End-to-end flow for ingestion:

document upload  ──→  IBlobStorage.Save
                          │
                          ▼  (post-save hook)
                       VectorisationHandler.Vectorise
                          │
                          ▼  IngestionQueue.Enqueue
                          ▼
                    IngestionBackgroundService dequeues
                          │
                          ▼  IEmbeddingProvider.GenerateEmbedding
                          ▼  IVectorStore.Index (stamps EmbeddingVersion)
++++++
> [Required task a]: Format the records between the lines holding "[tag] orchid flower" and "0,198 -> 640,336", inclusive, as a two-column CSV with columns request and coordinates, one row per request. Put each field in quotes, turn line breaks into spaces, and leave out the pictures.
The records have nothing to do with the ingestion flow diagram.

Dataset extracts labeled with boxes:
++++++
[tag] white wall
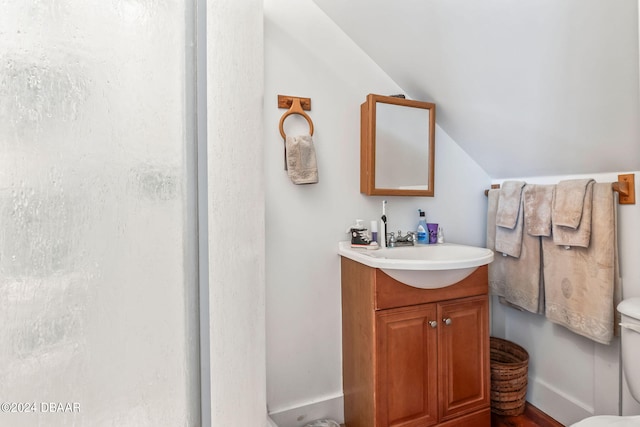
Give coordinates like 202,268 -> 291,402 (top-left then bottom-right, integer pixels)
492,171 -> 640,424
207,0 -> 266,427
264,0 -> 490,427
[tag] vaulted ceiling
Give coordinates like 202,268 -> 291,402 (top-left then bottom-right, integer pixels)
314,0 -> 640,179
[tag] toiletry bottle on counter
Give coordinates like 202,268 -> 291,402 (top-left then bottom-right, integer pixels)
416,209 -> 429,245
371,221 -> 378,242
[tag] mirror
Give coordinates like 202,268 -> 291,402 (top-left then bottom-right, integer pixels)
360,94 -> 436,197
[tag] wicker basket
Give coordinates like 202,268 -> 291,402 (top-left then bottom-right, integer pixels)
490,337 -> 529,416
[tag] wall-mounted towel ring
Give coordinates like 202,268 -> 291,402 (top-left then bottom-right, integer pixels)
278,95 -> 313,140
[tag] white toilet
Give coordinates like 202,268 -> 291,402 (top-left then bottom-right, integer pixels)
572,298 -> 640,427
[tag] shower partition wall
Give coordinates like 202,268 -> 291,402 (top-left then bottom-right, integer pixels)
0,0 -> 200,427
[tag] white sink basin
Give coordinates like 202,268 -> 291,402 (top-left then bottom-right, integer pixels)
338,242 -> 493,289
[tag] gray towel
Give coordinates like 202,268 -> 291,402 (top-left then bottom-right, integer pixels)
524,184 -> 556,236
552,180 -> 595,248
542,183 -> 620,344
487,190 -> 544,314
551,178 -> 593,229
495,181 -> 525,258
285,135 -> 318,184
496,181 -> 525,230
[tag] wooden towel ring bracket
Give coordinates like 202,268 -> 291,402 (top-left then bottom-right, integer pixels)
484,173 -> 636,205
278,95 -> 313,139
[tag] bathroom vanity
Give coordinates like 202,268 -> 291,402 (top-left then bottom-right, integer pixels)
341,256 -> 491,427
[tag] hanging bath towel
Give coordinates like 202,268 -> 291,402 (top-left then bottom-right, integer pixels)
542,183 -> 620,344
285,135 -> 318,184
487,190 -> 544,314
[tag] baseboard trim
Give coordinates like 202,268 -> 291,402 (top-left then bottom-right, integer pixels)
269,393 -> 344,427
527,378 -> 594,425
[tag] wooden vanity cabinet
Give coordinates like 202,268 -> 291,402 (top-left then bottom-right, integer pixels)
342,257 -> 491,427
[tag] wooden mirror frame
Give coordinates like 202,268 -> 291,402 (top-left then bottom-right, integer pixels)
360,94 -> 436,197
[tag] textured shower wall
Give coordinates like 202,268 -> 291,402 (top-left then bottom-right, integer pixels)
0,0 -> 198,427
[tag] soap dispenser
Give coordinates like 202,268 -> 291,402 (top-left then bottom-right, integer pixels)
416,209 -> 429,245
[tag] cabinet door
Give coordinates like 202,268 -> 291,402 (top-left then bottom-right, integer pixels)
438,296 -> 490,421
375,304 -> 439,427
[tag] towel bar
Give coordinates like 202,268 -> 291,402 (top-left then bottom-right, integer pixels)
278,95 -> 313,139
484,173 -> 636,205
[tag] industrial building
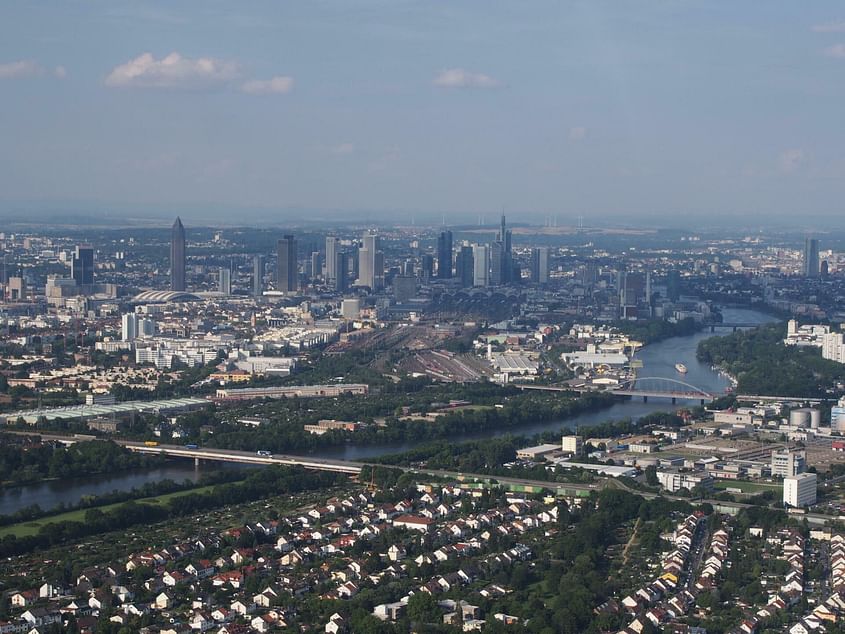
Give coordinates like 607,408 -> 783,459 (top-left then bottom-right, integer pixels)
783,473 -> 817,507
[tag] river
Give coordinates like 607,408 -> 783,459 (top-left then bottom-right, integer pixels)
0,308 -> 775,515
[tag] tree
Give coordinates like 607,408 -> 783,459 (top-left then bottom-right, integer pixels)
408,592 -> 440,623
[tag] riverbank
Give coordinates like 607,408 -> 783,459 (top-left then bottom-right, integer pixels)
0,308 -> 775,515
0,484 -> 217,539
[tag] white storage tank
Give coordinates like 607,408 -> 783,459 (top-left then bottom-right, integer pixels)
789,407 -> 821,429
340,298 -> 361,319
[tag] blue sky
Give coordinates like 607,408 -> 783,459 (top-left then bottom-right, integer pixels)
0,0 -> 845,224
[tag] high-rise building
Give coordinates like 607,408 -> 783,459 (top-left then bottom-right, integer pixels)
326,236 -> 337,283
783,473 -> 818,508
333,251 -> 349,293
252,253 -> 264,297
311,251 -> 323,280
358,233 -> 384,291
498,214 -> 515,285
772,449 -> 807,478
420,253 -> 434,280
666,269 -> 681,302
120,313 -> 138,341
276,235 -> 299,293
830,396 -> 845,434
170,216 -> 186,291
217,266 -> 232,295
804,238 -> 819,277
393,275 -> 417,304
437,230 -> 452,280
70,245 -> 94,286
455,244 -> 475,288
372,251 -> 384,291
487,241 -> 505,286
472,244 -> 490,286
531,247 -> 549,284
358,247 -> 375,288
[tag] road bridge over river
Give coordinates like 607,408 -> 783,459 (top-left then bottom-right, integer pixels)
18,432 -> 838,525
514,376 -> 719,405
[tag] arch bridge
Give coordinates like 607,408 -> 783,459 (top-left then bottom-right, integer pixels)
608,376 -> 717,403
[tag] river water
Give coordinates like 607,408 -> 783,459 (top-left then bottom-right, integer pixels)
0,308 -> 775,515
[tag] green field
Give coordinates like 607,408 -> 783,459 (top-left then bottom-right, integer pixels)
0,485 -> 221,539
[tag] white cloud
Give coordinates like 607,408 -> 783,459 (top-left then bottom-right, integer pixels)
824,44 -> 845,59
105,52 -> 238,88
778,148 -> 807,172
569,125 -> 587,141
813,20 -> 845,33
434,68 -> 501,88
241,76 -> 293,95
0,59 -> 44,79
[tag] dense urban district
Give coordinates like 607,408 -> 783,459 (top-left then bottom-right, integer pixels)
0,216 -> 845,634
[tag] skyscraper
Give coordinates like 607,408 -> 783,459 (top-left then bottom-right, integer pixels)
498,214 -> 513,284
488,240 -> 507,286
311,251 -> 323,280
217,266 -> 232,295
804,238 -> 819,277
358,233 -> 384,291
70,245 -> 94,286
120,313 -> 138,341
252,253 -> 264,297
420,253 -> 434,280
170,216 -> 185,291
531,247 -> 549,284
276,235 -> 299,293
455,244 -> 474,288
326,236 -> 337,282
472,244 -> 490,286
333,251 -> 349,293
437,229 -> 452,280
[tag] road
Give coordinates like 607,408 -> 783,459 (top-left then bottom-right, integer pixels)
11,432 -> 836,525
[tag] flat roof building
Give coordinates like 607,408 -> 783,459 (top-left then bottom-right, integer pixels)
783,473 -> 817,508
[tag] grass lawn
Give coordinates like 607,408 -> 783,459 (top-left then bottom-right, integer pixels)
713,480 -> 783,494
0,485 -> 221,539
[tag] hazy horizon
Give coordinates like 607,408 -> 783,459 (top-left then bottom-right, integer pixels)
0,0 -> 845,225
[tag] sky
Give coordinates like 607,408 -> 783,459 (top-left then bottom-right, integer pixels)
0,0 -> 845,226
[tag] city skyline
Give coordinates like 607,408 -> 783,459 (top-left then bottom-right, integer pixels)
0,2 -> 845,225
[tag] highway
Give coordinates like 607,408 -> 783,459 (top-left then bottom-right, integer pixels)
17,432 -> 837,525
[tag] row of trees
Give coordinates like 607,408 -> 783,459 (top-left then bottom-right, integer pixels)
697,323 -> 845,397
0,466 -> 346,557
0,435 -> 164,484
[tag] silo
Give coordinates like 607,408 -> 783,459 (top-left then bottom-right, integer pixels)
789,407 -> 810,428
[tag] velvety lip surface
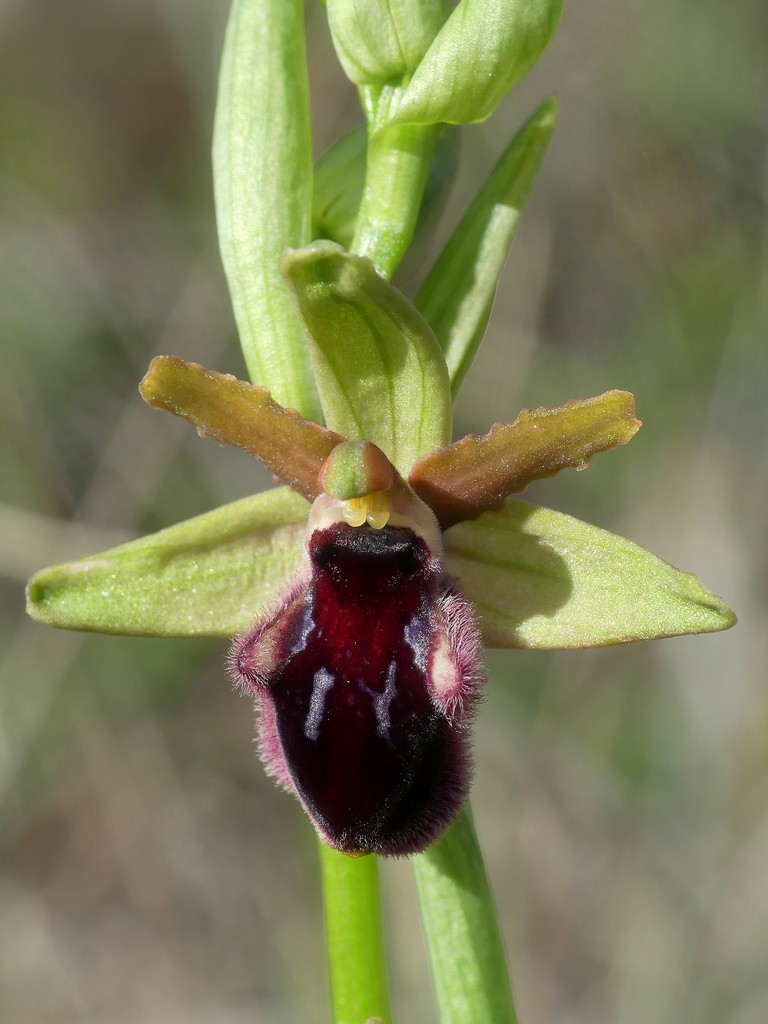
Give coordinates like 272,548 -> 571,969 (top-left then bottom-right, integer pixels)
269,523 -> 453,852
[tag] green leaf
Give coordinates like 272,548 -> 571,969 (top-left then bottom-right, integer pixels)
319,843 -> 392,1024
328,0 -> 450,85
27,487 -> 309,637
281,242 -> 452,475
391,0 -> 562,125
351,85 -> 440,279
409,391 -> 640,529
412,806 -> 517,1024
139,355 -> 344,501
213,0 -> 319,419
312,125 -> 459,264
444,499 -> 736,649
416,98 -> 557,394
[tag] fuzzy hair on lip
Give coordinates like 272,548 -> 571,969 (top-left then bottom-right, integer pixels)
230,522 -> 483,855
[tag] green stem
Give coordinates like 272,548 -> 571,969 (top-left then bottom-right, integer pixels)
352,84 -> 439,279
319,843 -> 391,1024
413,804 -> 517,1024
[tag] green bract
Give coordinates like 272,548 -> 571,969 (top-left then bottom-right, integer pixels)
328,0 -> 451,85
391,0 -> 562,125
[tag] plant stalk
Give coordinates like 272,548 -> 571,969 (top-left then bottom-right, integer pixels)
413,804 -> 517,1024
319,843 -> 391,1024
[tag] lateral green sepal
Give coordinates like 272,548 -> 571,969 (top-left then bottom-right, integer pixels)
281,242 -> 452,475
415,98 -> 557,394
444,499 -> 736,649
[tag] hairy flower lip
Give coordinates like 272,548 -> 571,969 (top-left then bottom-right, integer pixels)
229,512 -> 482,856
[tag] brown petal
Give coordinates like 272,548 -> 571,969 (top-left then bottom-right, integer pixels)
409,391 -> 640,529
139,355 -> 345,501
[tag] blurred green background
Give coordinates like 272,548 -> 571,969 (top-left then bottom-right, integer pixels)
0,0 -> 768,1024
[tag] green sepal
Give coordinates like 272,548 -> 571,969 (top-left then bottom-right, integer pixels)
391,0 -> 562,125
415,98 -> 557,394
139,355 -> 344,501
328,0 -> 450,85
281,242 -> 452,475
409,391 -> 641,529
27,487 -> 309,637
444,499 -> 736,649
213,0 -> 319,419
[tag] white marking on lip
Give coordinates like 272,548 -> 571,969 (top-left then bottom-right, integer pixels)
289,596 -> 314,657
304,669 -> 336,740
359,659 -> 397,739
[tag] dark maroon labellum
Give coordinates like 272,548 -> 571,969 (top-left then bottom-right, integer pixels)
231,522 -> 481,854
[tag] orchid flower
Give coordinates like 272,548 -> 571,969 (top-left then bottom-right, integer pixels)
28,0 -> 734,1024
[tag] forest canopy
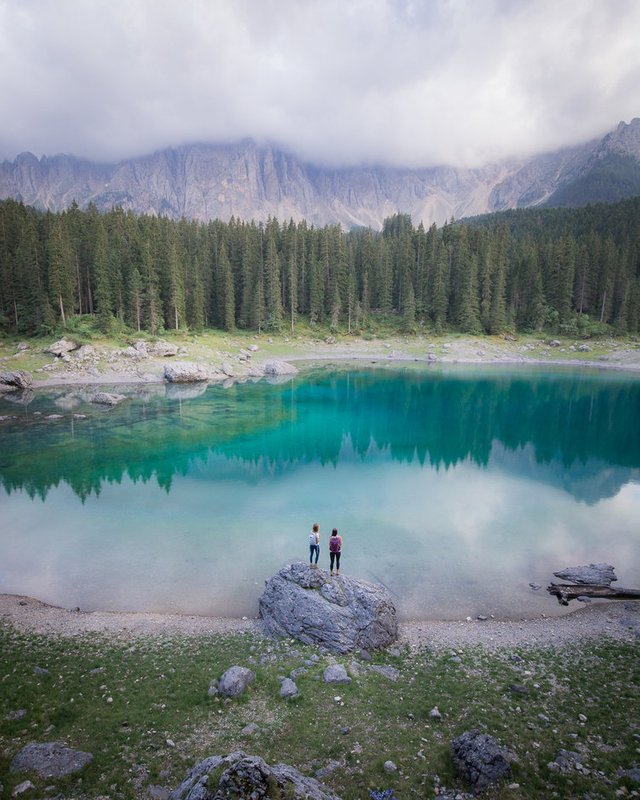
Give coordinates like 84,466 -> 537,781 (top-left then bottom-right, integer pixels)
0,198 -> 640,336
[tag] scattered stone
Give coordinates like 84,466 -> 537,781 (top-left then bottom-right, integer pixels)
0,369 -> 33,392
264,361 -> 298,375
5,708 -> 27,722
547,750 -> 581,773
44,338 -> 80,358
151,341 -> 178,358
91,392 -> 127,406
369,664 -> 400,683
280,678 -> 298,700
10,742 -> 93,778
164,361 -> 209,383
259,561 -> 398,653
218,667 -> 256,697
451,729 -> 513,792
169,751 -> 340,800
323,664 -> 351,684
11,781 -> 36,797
++++++
> [Required task b]: In the ingestion flow diagram, which component dequeues items from the ingestion queue?

> [Full output a]:
request,coordinates
"[tag] orchid flower Give coordinates like 272,548 -> 571,969 (top-left then bottom-right, integer pixels)","28,0 -> 734,1024"
"[tag] forest canopy Give coordinates like 84,466 -> 537,781 (top-left then bottom-right, integer pixels)","0,198 -> 640,336"

> [Full output b]: IngestionBackgroundService